Problem description ▸ List, from the lines below, each one with "photo" in it.

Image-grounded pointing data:
Start of Block

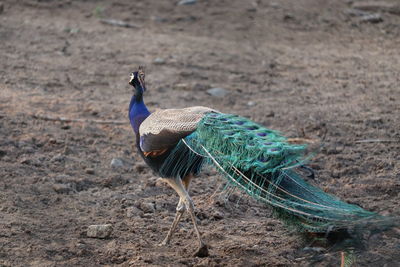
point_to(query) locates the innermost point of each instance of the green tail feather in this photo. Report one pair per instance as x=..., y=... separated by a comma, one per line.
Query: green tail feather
x=260, y=162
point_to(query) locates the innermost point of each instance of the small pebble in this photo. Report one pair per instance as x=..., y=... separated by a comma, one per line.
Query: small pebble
x=117, y=163
x=371, y=18
x=89, y=171
x=133, y=211
x=99, y=231
x=217, y=92
x=187, y=2
x=62, y=188
x=159, y=61
x=147, y=207
x=58, y=157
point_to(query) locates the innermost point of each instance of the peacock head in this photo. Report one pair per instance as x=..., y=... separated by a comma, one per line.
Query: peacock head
x=137, y=81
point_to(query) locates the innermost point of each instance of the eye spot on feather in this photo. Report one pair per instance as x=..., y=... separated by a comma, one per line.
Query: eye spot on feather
x=251, y=128
x=275, y=149
x=262, y=159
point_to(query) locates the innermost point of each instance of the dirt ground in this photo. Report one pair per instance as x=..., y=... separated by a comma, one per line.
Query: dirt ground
x=307, y=68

End of Block

Answer to the problem ▸
point_to(query) locates the innermost point of each instance of the green tail feather in this photo. Report one pair per instance as x=..., y=... separated by a comma, one per line.
point_to(query) locates the innermost point of each instance of the small pebble in this photo. Report one pair per instance as x=..., y=... separated by a comma, one per line.
point_to(query) locates the innermost point of each instance of the peacock head in this photo. Report one pair per instance as x=..., y=... separated by a comma, one per line.
point_to(query) locates the innermost point of each instance of the eye spot on feather in this photo. Report one pair per instance as x=..., y=... separated by a comma, one per line.
point_to(query) locates the innermost point of each instance of the dirt ground in this photo. Report one pair per instance as x=..., y=... separated by a comma, one per line.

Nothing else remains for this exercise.